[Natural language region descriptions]

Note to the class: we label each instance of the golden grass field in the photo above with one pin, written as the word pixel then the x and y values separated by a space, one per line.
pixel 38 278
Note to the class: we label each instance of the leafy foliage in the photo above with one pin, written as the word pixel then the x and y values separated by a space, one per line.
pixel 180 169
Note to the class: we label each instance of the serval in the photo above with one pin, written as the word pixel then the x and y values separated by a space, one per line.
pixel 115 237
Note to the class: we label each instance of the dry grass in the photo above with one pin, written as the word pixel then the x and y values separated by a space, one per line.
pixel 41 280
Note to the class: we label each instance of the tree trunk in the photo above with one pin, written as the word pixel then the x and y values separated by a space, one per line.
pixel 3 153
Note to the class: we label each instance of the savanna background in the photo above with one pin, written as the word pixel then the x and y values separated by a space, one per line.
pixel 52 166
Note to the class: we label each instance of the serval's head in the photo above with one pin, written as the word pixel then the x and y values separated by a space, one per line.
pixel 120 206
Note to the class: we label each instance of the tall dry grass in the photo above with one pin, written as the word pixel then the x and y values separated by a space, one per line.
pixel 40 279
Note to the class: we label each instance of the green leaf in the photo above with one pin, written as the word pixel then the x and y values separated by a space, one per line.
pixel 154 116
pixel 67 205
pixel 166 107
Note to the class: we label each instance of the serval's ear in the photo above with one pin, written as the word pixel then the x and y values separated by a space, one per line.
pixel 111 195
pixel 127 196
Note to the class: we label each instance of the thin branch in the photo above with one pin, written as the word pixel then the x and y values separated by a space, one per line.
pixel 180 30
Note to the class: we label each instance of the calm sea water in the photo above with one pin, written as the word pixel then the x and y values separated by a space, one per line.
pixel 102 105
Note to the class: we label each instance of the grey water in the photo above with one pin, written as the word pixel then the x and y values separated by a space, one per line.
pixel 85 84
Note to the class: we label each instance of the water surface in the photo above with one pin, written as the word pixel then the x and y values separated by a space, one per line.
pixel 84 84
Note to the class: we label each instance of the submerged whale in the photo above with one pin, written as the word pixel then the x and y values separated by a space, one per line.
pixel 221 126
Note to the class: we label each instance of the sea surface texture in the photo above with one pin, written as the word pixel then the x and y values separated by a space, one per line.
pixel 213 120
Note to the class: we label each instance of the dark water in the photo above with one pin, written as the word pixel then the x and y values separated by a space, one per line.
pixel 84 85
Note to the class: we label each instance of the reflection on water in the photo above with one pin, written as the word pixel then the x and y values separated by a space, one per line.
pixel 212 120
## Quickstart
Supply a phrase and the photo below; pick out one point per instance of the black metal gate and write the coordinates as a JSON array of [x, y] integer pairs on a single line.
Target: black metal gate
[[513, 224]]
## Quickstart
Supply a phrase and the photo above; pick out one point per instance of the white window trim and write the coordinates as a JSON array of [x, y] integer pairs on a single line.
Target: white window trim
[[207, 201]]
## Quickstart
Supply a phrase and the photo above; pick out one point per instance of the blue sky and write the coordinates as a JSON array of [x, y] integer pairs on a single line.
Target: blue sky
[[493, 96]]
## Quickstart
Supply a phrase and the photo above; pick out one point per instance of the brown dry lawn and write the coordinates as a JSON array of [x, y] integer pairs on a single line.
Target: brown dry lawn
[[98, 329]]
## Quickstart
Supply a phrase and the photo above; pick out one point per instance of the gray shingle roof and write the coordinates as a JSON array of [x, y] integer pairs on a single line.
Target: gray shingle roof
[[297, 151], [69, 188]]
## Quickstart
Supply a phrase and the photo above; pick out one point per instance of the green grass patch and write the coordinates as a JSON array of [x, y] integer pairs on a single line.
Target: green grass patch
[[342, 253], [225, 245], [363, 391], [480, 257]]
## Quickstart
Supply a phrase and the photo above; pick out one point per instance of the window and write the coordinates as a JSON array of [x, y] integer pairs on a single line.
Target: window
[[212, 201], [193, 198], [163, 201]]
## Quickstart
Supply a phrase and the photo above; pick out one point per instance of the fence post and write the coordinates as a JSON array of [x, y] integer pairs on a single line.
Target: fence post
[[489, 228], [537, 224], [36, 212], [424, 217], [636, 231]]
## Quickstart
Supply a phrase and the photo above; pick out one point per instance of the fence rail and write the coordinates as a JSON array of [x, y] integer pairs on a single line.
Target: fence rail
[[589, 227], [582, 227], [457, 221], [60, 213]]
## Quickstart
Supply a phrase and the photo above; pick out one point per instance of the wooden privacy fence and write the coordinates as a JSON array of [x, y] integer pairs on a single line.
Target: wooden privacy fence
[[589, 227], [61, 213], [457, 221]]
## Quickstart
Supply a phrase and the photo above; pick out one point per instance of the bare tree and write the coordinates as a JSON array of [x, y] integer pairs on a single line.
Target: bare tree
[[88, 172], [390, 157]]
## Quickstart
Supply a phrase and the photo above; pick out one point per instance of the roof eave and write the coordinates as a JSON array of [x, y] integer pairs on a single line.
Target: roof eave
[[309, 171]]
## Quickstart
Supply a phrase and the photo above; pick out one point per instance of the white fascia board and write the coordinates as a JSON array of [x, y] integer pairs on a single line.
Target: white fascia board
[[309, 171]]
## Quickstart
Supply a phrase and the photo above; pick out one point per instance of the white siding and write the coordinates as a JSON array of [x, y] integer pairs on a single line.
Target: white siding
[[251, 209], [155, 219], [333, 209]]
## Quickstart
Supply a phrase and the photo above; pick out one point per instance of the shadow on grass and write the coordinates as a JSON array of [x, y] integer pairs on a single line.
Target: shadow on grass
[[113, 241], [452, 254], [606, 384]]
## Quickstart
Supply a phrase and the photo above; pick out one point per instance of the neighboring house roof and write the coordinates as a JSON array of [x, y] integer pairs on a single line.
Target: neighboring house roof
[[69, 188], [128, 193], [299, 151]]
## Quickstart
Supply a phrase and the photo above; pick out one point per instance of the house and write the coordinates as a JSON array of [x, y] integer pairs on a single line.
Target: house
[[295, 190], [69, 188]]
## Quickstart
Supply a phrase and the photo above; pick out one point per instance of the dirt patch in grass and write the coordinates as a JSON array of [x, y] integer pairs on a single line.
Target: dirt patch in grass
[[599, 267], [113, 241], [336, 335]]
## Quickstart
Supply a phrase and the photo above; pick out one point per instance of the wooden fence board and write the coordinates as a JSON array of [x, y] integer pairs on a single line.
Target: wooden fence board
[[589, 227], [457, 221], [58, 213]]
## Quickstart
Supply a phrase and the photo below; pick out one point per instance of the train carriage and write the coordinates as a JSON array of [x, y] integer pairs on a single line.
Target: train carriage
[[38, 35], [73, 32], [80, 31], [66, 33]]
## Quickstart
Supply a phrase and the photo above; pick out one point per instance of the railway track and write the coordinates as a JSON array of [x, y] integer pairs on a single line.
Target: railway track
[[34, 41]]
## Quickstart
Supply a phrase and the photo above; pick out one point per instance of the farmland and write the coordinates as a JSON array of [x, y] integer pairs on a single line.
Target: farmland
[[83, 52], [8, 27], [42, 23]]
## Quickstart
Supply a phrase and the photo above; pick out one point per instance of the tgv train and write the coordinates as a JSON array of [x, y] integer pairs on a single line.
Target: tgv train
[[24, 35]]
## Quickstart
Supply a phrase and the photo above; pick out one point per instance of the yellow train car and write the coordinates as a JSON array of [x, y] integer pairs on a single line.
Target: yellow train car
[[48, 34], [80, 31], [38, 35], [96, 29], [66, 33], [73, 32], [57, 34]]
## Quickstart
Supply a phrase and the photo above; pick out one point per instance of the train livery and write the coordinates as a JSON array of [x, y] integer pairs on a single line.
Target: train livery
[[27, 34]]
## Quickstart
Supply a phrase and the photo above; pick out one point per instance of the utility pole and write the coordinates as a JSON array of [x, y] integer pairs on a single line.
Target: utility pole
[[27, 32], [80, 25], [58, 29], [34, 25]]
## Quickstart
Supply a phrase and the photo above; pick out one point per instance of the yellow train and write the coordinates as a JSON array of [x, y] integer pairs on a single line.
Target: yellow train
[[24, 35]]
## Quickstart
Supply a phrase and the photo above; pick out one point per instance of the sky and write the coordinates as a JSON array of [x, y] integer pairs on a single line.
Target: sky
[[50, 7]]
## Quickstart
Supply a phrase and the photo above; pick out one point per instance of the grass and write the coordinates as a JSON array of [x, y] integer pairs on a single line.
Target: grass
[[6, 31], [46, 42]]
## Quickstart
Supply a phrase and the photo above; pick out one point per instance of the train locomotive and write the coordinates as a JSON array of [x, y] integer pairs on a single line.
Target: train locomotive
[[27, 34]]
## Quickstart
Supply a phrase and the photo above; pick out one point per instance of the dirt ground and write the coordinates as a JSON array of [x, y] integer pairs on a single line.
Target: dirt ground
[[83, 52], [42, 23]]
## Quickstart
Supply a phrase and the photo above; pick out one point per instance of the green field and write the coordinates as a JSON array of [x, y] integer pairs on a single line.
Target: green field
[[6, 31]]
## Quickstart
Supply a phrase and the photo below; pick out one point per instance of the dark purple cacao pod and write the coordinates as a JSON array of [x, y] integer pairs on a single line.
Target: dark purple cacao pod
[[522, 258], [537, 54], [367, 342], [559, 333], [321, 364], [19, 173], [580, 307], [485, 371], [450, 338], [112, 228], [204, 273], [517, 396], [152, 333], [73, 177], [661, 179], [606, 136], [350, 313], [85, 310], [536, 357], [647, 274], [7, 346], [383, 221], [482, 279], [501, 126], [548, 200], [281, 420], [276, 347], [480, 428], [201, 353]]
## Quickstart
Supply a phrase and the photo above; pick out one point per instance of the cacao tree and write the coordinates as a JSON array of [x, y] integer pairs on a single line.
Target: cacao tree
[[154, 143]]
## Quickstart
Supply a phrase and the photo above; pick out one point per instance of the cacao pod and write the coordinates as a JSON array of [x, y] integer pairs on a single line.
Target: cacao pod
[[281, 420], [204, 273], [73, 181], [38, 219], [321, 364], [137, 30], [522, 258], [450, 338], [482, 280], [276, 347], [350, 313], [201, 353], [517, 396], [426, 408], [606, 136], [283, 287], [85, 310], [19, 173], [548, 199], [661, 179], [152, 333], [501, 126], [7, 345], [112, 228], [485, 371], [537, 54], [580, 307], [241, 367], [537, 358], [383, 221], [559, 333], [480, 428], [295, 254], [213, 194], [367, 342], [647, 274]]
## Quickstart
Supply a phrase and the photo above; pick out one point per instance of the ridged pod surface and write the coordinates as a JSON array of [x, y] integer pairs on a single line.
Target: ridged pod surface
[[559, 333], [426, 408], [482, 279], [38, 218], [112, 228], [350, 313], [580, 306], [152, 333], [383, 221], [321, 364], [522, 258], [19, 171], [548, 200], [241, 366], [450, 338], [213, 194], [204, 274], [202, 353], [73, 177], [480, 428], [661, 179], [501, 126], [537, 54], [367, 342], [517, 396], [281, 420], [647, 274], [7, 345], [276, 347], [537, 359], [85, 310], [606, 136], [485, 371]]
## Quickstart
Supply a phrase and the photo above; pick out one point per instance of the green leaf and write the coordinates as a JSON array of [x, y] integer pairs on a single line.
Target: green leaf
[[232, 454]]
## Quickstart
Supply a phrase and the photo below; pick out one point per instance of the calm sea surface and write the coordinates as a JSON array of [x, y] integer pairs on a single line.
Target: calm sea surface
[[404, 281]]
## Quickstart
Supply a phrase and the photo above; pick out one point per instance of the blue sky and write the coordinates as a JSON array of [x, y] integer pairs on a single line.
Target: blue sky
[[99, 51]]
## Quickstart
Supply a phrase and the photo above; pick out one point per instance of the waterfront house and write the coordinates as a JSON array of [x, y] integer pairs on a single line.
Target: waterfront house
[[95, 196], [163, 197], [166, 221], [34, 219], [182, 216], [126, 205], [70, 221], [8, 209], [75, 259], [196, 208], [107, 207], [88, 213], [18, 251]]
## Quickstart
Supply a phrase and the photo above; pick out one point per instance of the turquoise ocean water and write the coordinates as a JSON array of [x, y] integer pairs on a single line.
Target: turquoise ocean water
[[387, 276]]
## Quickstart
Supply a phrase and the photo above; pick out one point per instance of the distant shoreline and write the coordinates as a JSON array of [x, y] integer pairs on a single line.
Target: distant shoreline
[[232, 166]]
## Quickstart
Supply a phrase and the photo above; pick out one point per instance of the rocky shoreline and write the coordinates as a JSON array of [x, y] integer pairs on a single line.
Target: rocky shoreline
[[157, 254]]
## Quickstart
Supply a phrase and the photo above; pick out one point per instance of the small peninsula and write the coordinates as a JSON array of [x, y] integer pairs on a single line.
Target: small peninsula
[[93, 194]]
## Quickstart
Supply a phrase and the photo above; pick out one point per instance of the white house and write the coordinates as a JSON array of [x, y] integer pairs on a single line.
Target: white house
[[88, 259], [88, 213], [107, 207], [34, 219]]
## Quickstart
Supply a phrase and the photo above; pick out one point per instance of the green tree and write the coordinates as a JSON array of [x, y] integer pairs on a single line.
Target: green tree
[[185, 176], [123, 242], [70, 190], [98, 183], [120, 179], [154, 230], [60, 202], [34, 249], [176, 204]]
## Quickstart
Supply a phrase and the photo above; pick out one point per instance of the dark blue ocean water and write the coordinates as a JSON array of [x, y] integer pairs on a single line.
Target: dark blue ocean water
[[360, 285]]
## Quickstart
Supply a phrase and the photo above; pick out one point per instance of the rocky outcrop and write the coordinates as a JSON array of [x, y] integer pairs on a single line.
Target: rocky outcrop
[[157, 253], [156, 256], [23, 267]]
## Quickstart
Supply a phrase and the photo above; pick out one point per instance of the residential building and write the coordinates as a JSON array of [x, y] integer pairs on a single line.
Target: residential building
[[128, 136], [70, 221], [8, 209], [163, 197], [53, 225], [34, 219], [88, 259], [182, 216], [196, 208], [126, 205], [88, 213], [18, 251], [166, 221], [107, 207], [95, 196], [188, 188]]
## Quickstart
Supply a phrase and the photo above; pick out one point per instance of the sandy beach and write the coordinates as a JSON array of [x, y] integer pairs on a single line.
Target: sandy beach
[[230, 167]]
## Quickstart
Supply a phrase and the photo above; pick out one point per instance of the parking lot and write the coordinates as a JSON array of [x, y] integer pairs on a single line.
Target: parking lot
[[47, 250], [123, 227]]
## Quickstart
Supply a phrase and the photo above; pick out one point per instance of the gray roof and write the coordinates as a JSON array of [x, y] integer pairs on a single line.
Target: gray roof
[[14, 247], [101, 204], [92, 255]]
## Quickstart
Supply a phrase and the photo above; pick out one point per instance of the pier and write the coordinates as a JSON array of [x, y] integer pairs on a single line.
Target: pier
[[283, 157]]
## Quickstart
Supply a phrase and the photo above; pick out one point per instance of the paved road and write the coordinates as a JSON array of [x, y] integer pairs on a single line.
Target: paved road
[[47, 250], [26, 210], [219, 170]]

PROMPT — Starting at the line above that contains "of the window", write out each line exactly until the line that contains "the wooden privacy" has been written, and stop there.

COMPLETED EXERCISE —
Supply a phrase and the photo above; pick out one point per instance of the window and write the coordinates as a JSON array of [x, y] integer pairs on a single line.
Target: window
[[212, 201], [193, 198], [163, 201]]
## Quickstart
Supply a phrase and the photo above; pick out one point per instance of the fence post and write the coordinates as a JSON array of [x, y] integer pairs on a single line.
Target: fence post
[[489, 228], [537, 224], [36, 212], [424, 217], [636, 231]]
## Quickstart
Supply a phrase and the photo above; pick out one point per instance of the fence rail and write the coordinates as a JSON array of [x, y] integer pairs on a single line.
Target: fence rail
[[589, 227], [582, 227], [457, 221], [60, 213]]
## Quickstart
Supply a phrase and the photo above; pick out one point per instance of the wooden privacy fence and write the coordinates as a JSON array of [x, y] integer pairs on a single line.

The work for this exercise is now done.